**REQUEST 1**
Print the entire forum reply on the DIP review, reproducing it word for word.
**REQUEST 2**
Output the stretch of the records from their start through the line containing "POLYGON ((382 228, 382", both ends included, reproducing each line without alteration.

**EXCERPT PROVIDED**
╭──
September 28, 2016
On 09/28/2016 01:17 PM, pineapple wrote:
> On Wednesday, 28 September 2016 at 07:47:32 UTC, Andrei Alexandrescu wrote:
>> * Please remove colloquialisms. Characterizations such as "fantastically useful" are unlikely to be a convincing motivator and have no place in a DIP.
>>
>> * The "Description" section should be more detailed and less casual. The grammar changes should be shown in a syntax similar to the current grammar definition.
> 
> These were not documented as a requirement anywhere that I saw. I'd have been happy to comply, if I had known this was the practice.

As the new DIP process is very young, set of requirements is being fleshed out as we go. Basically what happens is that DIP gets into the queue, Andrei and Walter point out what they don't like and I take notice of it to add to the documented requirements.

Merged draft DIPs are not set in stone - Andrei's comment is not sign of immediate rejection but a request to make a PR to improve mentioned things.

>> * The "Breaking changes" section should include how the following change in semantics would be addressed. Consider:
>>
>>   try
>>     if (expression)
>>         try { ... }
>>         catch (Exception) { ... }
>>     else { ... }
>>   finally { ... }
>>
>> This code is currently legal and binds the "else" clause to the "if" and the "finally" to the first "try". The proposed feature will bind the "else" and the "finally" to the second try and then probably fail to compile because there is no "catch" or "finally" matching the first "try".
> 
> This possibility hadn't occurred to me. Is that really legal?

Yes. `try` body is a single statement or block and `if/else` is a legal single statement. Same for `if` statement and `try/catch`.

> If so, I'd argue ... that
> people shouldn't write such ambiguous code.

Proposing language change is a serious responsibility and speculations about how developers should or should not write their code have no place there.
╰──
Spatial annotation records:
╭──
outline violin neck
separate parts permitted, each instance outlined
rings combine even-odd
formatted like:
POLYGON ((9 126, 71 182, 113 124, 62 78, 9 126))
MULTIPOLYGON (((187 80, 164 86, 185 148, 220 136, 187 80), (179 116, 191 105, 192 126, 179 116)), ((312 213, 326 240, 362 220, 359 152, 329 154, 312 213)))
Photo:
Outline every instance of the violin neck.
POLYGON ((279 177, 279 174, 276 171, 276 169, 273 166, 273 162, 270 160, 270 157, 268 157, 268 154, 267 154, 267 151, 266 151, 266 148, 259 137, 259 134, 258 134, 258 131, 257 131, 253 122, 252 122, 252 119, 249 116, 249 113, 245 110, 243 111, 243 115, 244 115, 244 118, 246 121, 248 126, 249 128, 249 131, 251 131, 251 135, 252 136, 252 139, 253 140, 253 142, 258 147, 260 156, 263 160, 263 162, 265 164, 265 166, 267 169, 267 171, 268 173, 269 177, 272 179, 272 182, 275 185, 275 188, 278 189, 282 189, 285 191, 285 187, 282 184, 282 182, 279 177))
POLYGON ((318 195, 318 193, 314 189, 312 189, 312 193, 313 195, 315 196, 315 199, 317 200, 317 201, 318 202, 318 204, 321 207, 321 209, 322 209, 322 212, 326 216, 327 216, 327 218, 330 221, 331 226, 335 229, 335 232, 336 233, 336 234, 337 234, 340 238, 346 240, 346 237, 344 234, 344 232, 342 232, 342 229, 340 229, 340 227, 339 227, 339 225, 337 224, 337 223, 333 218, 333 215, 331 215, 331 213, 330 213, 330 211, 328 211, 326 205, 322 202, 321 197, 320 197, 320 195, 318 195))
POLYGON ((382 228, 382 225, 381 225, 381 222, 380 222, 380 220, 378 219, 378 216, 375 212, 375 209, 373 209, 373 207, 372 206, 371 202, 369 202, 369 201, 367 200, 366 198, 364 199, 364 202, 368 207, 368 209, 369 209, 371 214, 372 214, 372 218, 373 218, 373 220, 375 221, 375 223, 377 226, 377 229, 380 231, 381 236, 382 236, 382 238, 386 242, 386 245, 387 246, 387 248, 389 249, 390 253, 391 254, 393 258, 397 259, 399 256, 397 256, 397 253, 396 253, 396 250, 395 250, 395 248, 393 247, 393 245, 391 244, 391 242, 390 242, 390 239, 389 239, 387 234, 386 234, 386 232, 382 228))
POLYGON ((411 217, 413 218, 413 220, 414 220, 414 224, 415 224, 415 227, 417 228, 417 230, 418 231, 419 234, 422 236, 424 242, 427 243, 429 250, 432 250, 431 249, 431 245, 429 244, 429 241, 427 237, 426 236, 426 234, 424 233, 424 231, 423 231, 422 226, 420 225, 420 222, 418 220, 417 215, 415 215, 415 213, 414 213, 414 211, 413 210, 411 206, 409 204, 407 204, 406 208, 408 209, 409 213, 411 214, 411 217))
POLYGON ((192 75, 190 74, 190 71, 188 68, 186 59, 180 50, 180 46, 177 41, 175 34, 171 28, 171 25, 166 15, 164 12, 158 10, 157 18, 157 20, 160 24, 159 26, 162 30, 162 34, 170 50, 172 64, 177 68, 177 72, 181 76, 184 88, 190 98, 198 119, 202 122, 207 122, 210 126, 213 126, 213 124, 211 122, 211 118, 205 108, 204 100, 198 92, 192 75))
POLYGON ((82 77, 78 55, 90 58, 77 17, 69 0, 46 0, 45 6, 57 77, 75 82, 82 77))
╰──
**TASK OUTPUT 1**
September 28, 2016
On 09/28/2016 01:17 PM, pineapple wrote:
> On Wednesday, 28 September 2016 at 07:47:32 UTC, Andrei Alexandrescu wrote:
>> * Please remove colloquialisms. Characterizations such as "fantastically useful" are unlikely to be a convincing motivator and have no place in a DIP.
>>
>> * The "Description" section should be more detailed and less casual. The grammar changes should be shown in a syntax similar to the current grammar definition.
> 
> These were not documented as a requirement anywhere that I saw. I'd have been happy to comply, if I had known this was the practice.

As the new DIP process is very young, set of requirements is being fleshed out as we go. Basically what happens is that DIP gets into the queue, Andrei and Walter point out what they don't like and I take notice of it to add to the documented requirements.

Merged draft DIPs are not set in stone - Andrei's comment is not sign of immediate rejection but a request to make a PR to improve mentioned things.

>> * The "Breaking changes" section should include how the following change in semantics would be addressed. Consider:
>>
>>   try
>>     if (expression)
>>         try { ... }
>>         catch (Exception) { ... }
>>     else { ... }
>>   finally { ... }
>>
>> This code is currently legal and binds the "else" clause to the "if" and the "finally" to the first "try". The proposed feature will bind the "else" and the "finally" to the second try and then probably fail to compile because there is no "catch" or "finally" matching the first "try".
> 
> This possibility hadn't occurred to me. Is that really legal?

Yes. `try` body is a single statement or block and `if/else` is a legal single statement. Same for `if` statement and `try/catch`.

> If so, I'd argue ... that
> people shouldn't write such ambiguous code.

Proposing language change is a serious responsibility and speculations about how developers should or should not write their code have no place there.

**TASK OUTPUT 2**
outline violin neck
separate parts permitted, each instance outlined
rings combine even-odd
formatted like:
POLYGON ((9 126, 71 182, 113 124, 62 78, 9 126))
MULTIPOLYGON (((187 80, 164 86, 185 148, 220 136, 187 80), (179 116, 191 105, 192 126, 179 116)), ((312 213, 326 240, 362 220, 359 152, 329 154, 312 213)))
Photo:
Outline every instance of the violin neck.
POLYGON ((279 177, 279 174, 276 171, 276 169, 273 166, 273 162, 270 160, 270 157, 268 157, 268 154, 267 154, 267 151, 266 151, 266 148, 259 137, 259 134, 258 134, 258 131, 257 131, 253 122, 252 122, 252 119, 249 116, 249 113, 245 110, 243 111, 243 115, 244 115, 244 118, 246 121, 248 126, 249 128, 249 131, 251 131, 251 135, 252 136, 252 139, 253 140, 253 142, 258 147, 260 156, 263 160, 263 162, 265 164, 265 166, 267 169, 267 171, 268 173, 269 177, 272 179, 272 182, 275 185, 275 188, 278 189, 282 189, 285 191, 285 187, 282 184, 282 182, 279 177))
POLYGON ((318 195, 318 193, 314 189, 312 189, 312 193, 313 195, 315 196, 315 199, 317 200, 317 201, 318 202, 318 204, 321 207, 321 209, 322 209, 322 212, 326 216, 327 216, 327 218, 330 221, 331 226, 335 229, 335 232, 336 233, 336 234, 337 234, 340 238, 346 240, 346 237, 344 234, 344 232, 342 232, 342 229, 340 229, 340 227, 339 227, 339 225, 337 224, 337 223, 333 218, 333 215, 331 215, 331 213, 330 213, 330 211, 328 211, 326 205, 322 202, 321 197, 320 197, 320 195, 318 195))
POLYGON ((382 228, 382 225, 381 225, 381 222, 380 222, 380 220, 378 219, 378 216, 375 212, 375 209, 373 209, 373 207, 372 206, 371 202, 369 202, 369 201, 367 200, 366 198, 364 199, 364 202, 368 207, 368 209, 369 209, 371 214, 372 214, 372 218, 373 218, 373 220, 375 221, 375 223, 377 226, 377 229, 380 231, 381 236, 382 236, 382 238, 386 242, 386 245, 387 246, 387 248, 389 249, 390 253, 391 254, 393 258, 397 259, 399 256, 397 256, 397 253, 396 253, 396 250, 395 250, 395 248, 393 247, 393 245, 391 244, 391 242, 390 242, 390 239, 389 239, 387 234, 386 234, 386 232, 382 228))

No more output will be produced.